*Supplied information*:
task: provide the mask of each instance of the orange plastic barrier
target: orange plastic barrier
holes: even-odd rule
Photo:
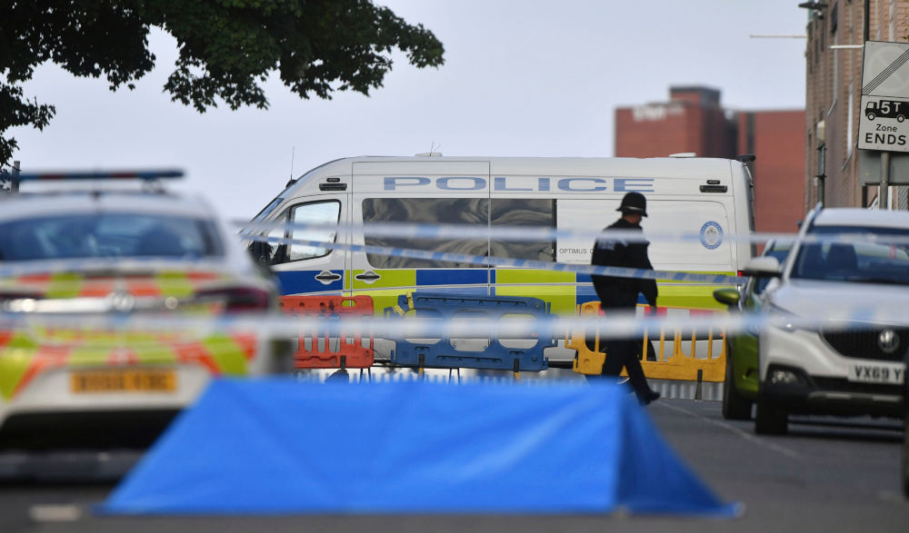
[[[325,320],[352,315],[370,317],[373,299],[369,296],[282,296],[281,310],[290,316]],[[372,331],[366,346],[360,331],[351,332],[342,329],[338,337],[330,337],[327,328],[319,330],[301,331],[299,347],[294,354],[297,369],[366,369],[373,366]]]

*Set problem*: Keep the pictures out of the copy and write out the data exactly as it stands.

*Response to the task*:
task: provide the mask of each instance of the orange plastic barrier
target: orange plastic barrier
holes: even-odd rule
Photo:
[[[325,320],[352,315],[370,317],[373,299],[369,296],[282,296],[281,310],[290,316]],[[372,331],[366,346],[360,331],[351,332],[342,329],[338,337],[330,337],[327,328],[319,330],[301,331],[299,347],[294,354],[297,369],[366,369],[373,366]]]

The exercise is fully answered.